### The problem
In the entries below, find every line with the string "photo" and copy it.

=== Section Start ===

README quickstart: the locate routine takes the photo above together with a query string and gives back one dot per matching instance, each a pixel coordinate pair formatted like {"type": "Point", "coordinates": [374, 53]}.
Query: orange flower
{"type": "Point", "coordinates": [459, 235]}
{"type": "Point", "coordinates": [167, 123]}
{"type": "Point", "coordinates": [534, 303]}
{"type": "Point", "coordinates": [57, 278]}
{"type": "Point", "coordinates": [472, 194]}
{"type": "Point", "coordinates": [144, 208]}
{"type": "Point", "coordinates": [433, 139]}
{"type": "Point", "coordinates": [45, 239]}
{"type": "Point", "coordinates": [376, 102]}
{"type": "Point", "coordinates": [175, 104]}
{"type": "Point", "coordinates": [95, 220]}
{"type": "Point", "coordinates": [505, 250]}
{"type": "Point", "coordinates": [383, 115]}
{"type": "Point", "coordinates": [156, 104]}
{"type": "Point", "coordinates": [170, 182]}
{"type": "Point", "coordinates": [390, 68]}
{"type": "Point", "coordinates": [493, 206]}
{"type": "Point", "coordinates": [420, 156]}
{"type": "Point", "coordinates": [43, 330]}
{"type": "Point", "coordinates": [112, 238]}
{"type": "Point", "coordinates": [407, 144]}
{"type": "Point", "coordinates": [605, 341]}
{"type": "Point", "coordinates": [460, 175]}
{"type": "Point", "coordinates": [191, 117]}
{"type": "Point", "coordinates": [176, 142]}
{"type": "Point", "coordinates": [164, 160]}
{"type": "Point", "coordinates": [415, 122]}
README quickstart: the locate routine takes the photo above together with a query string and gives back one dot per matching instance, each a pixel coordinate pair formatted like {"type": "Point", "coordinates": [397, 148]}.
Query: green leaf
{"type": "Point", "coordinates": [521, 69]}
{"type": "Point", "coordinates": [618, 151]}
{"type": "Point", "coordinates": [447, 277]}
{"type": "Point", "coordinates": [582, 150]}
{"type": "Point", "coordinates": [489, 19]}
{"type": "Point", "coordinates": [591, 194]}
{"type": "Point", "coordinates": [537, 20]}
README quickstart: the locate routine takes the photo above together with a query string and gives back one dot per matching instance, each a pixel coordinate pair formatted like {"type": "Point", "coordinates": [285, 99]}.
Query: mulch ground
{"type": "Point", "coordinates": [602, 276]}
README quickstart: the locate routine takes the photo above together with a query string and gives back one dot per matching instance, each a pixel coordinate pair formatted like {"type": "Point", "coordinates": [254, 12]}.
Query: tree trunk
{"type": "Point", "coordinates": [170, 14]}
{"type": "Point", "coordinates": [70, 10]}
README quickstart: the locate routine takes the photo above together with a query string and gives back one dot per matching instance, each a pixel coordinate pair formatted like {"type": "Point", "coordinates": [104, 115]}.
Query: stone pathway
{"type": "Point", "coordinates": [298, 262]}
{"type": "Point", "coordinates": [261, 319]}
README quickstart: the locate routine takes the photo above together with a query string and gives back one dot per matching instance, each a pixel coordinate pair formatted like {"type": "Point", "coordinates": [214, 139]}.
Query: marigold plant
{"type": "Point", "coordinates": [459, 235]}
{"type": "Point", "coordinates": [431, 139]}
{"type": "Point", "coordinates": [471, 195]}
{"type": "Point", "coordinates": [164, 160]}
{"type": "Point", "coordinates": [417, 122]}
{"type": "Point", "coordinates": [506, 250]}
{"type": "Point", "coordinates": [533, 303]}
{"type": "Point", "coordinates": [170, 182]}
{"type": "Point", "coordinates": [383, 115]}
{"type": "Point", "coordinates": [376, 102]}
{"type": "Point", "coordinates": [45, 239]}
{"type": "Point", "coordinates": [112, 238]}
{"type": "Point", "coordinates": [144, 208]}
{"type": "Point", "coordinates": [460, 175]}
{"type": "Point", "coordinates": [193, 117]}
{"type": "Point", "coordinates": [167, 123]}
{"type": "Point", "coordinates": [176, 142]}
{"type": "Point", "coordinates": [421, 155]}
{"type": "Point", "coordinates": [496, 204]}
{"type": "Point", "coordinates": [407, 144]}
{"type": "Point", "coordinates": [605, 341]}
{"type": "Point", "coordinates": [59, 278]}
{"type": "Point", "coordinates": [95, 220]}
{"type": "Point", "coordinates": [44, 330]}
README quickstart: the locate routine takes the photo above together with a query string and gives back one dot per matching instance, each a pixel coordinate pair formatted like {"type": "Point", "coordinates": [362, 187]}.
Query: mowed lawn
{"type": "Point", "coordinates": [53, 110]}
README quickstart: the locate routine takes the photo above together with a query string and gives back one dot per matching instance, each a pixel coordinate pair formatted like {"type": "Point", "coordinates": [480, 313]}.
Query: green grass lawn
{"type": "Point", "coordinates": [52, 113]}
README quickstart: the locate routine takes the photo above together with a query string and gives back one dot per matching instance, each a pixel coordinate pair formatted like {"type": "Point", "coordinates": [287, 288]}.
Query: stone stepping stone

=== Section End ===

### Reply to the task
README quickstart: the locate routine takes the photo above together with a query string and gives back one dot per matching instance, each a pixel coordinate pair formatted like {"type": "Point", "coordinates": [374, 53]}.
README quickstart: the locate routine takes the photo above together with a query string and gives back one dot per matching instance, each a pixel coordinate pair formatted like {"type": "Point", "coordinates": [397, 148]}.
README quickstart: the locate routine takes the photo above together with a query string and gives back one dot per matching instance, each a pixel coordinate pair formatted like {"type": "Point", "coordinates": [285, 99]}.
README quickstart: the locate routine takes the photo above together with a query string and gives back one dot per matching instance, each a pixel coordinate pair formatted like {"type": "Point", "coordinates": [254, 12]}.
README quickstart: the locate routine takes the photo above together with a query string and gives back one dot per matching instance, each a pixel coordinate pair formatted like {"type": "Point", "coordinates": [104, 115]}.
README quickstart: the locate routine takes the photo above together with a query string and gives back one dot per matching instance, each a pixel coordinate pair formatted like {"type": "Point", "coordinates": [214, 139]}.
README quickstart: the locate routine takes the photo above together with a query string and gives back one dot per matching instance, each a pixel coordinate pair formatted like {"type": "Point", "coordinates": [362, 187]}.
README quickstart: the locate routine takes the photo above together with a query string and gives back one dot per matching instance, each a pixel coordinate pair formatted like {"type": "Point", "coordinates": [480, 313]}.
README quickstart: the locate routine takes the photo above together with a query string and gives back one dot per matching instance, each a pixel coordinate pair formatted like {"type": "Point", "coordinates": [287, 288]}.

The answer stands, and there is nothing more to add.